*Exercise description*
Your task is to print the material below exactly as presented.

● ● ● ● ●

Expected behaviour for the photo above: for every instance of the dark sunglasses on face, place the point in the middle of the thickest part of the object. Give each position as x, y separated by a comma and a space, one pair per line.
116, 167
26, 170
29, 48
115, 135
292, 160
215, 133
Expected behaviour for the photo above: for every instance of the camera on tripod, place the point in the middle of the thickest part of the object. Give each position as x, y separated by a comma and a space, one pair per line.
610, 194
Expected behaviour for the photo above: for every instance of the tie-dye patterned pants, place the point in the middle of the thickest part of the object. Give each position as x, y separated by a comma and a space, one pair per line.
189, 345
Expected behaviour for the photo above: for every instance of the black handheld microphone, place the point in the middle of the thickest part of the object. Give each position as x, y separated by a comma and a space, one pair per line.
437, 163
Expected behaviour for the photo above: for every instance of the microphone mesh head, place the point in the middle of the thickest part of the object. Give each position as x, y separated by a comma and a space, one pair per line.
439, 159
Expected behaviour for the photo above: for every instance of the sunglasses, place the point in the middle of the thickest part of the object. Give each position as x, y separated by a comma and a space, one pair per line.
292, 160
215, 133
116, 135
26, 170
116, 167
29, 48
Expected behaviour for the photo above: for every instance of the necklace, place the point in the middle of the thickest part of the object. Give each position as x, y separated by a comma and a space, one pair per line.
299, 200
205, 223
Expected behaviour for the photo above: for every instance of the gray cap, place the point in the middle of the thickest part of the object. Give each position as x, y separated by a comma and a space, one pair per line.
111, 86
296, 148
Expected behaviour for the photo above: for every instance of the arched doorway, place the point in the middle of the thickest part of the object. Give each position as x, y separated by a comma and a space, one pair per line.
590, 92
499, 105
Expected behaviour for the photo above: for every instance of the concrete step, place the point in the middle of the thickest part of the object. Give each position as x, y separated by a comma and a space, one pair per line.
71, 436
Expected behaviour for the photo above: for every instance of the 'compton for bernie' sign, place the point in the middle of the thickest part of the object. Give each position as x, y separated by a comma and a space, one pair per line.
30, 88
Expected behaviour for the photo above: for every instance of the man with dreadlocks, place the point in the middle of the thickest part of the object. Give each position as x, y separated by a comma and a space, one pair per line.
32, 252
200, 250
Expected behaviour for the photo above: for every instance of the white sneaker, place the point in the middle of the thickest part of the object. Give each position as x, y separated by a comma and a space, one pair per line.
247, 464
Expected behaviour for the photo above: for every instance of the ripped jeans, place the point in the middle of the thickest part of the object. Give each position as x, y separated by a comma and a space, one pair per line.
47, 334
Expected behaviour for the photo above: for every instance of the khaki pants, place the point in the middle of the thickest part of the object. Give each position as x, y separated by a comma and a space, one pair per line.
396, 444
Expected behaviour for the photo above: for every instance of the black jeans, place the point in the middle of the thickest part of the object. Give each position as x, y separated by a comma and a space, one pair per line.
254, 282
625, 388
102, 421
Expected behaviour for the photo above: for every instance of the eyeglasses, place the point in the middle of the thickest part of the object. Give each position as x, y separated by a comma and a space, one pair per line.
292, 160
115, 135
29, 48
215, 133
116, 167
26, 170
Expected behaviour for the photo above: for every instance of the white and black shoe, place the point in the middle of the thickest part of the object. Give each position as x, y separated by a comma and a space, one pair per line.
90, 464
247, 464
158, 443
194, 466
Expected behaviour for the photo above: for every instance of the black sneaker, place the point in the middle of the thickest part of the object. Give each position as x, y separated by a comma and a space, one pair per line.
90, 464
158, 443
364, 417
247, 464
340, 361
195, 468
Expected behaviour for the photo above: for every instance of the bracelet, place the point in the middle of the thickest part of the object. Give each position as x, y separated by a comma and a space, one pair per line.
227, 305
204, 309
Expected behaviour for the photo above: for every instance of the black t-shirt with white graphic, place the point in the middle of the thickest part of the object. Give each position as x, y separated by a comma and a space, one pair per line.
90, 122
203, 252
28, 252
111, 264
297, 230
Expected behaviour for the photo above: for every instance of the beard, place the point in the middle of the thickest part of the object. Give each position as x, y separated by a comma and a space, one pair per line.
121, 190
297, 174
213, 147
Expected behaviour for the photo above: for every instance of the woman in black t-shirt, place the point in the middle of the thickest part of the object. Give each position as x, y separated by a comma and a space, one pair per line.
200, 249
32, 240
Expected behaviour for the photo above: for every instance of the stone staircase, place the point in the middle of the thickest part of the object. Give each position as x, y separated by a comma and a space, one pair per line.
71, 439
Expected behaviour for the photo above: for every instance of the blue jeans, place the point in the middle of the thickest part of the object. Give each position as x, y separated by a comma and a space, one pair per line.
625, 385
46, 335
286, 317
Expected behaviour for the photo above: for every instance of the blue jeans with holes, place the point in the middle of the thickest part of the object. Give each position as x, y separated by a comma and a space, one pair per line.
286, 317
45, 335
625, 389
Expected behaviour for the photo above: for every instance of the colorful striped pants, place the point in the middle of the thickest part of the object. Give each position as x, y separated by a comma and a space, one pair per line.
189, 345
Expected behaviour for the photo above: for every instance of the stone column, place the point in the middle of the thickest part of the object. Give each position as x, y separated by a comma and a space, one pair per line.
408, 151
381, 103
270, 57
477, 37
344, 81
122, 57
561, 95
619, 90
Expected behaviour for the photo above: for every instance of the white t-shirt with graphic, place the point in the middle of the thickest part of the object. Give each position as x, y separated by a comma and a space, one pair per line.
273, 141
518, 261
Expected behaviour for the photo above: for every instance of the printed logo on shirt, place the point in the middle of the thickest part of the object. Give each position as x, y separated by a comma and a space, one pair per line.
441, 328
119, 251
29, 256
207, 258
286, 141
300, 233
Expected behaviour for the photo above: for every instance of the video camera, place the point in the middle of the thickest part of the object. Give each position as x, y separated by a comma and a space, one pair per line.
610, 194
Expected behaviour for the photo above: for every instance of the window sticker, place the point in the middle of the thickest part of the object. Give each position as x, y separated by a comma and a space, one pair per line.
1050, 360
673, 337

● ● ● ● ●

*Result of this task*
Expected behaviour for the photo above: for every instance of the dark sunglasses on face, place the point in the middle of the thickest part of the object. Give each position as x, y separated by a comma and a space, one pair per line.
116, 167
26, 170
29, 48
115, 135
292, 160
215, 133
Expected behaviour for the photo above: for every instance of the camera on tripod, place the point in the middle of the thickest part of the object. Give each position as x, y separated by a comma and a space, one pair per line.
610, 194
Expected behaviour for the photo above: for every instance of the tie-dye patterned pants, place the point in the middle of the thickest part of the object. Give each position as x, y separated by a comma and a space, one pair per line.
189, 345
Expected behaviour for the photo above: for every instance of the black handheld microphone, place the point in the middle of the thickest part of the object. Give each position as x, y separated by a comma and a space, one pair per line.
437, 163
Expected behaviour for the photo above: for every instance of the microphone mesh head, place the point in the middle of the thickest part of the object. Give each position as x, y separated by a comma and a space, one pair per line.
439, 159
Expected behaviour for the photo above: for every instance of the sunglasses, place the point in the middle of the thickest part of the object. Give each position as x, y separated by a comma and a space, one pair per line.
292, 160
215, 133
116, 135
26, 170
116, 167
29, 48
Expected behaviour for the photo above: for every instance of the necklace, place the point in the middle of the thickest part of the object. Give each position as x, y separated by a comma and a space, one pair per line.
299, 200
205, 223
Expected behaviour for the photo above: for every instance of the gray cap, place the point in the middle of the thickest part of the object. Give each position as x, y separated by a comma and a space, one pair per line.
111, 86
296, 148
Expected behaviour for the photo above: for every instance of the arched doorway, place the point in the middle of the thickest part of the object. Give each position as x, y separated by a comma and a space, one pair per line.
590, 92
499, 105
Expected behaviour for the photo above: for every instance of the concrete step, place the point in the middle of the thickest part of the object. Give each position as x, y separated by a comma and a space, one pair per line.
71, 436
Expected behaviour for the photo above: for every instance of the 'compton for bernie' sign, place the point in the middle of the thickest part of the object. Give each position as x, y separated by a comma and a space, one pair per line.
30, 88
Expected behaviour for the photo above: for every instance of the man with dreadlocks, place the point in the middle of the thickest part of the object. Give each position as x, y separated by a comma and a space, one pair per line.
32, 252
200, 250
Expected behaviour for the photo above: for every instance of the white sneaker, place the point in the middle of the thickest part of the object. Give each position as x, y separated by a comma and a space, one pair per line.
247, 464
Expected behaviour for the photo above: for every instance of the ripped jeans, place the point in the middle of the thickest part of the object. Give each position as x, y separated by a comma and a space, one pair per line.
47, 334
Expected behaviour for the photo above: for every instance of the khaki pants, place the point in the middle of the thickest part of the object. Give each position as x, y separated by a comma and a space, one pair per line.
396, 444
Expected behaviour for the photo above: for every instance of the black jeans, place the point in the middle of the thickest part of the object. Give each position as x, y separated by a comma and a space, one pair per line.
254, 282
625, 388
102, 421
Expected behaviour for the photo above: for every instance of the eyeglasses, place the point in the middle of the thickest part of the object. Give each position as x, y separated by a comma and a space, one pair per line.
292, 160
115, 135
29, 48
215, 133
116, 167
26, 170
Expected behaviour for the photo above: for every instance of the white and black shoe, place the point in the middle of the thickest part of the object. Give each position as x, y separated by a comma and a space, one pair per line.
90, 464
247, 464
158, 443
194, 466
Expected behaviour for the photo above: for every instance of the black sneaker, place the point in the middle of the thickest part of the object. Give each position as x, y separated by a comma and a space, one pair per line.
90, 464
158, 443
364, 417
247, 464
340, 361
195, 468
Expected behaviour for the photo above: for every instance of the bracelet, place the point in the middle of the thickest part of the object. Give each position as x, y separated by a comma and a space, one pair per line.
227, 305
204, 309
Expected behaviour for the photo above: for every instance of the black t-shirt with white graphic, place the point in the middle of the thickest part of the object. Give each position as x, y separated by a comma and a space, one pair per line.
90, 122
203, 252
28, 252
111, 264
297, 230
Expected behaviour for the photo above: for every instance of the beard, place the point in the middle of the thickest part of the object. Give each position as x, y separated by a comma and a space, one pair per line.
121, 190
297, 174
213, 147
Expected behaviour for the photo above: for every instance of the woman in black t-shirt, place the point in the middle of the thickest part of the object. Give each position as x, y separated by a comma and a space, one pair per line.
200, 249
32, 240
Expected behaviour for the photo above: for every instance of the stone staircase, place the point in the middle of the thickest part of the object. Give each position as x, y separated by a comma and a space, one pair per line.
71, 439
Expected behaviour for the photo above: for every instance of the blue jeans, place the point in the middle of the thickest part of the object. Give each position as x, y separated by a comma and a space, one pair per line.
625, 385
46, 335
286, 317
Expected behaviour for the photo above: for every instance of the blue jeans with holes, place the point in the middle of the thickest part of the object. Give each position as x, y separated by a comma and a space, one pair per line.
286, 317
45, 335
625, 389
Expected behaviour for the photo above: for every instance of the colorful striped pants, place the point in the middle of the thickest part of the object. Give each position as x, y separated by a comma and a space, one pair per line.
189, 345
Expected behaviour for the photo above: for every instance of the stone column, place the point in the middle of the thickest part of the object. Give each position as x, y separated by a comma and a space, one pair per line.
408, 151
381, 103
270, 57
477, 37
344, 81
122, 57
561, 95
619, 90
Expected behaviour for the photo above: for every instance of the white t-shirt with graphic, place the point in the middle of the thickest part of the object. Give each position as x, y separated by a comma and a space, one pair per line.
273, 141
518, 261
Expected behaviour for the photo above: for every instance of the printed logo on shirt, place the point in the middle of the thickest part of the object. Give each position as x, y separated by a comma and a space, one pair per line.
441, 328
119, 251
29, 256
207, 258
286, 141
300, 233
Expected behaviour for the photo above: for every instance of the video camera, place the point in the middle of the thickest part of the object. Give each position as x, y separated by a comma and a space, one pair per line.
610, 194
Expected behaviour for the photo above: for every instance of the window sticker, place the point in the middle of the thickest part of the object. Give each position as x, y separated by a comma and a space, one pair per line.
1050, 360
673, 337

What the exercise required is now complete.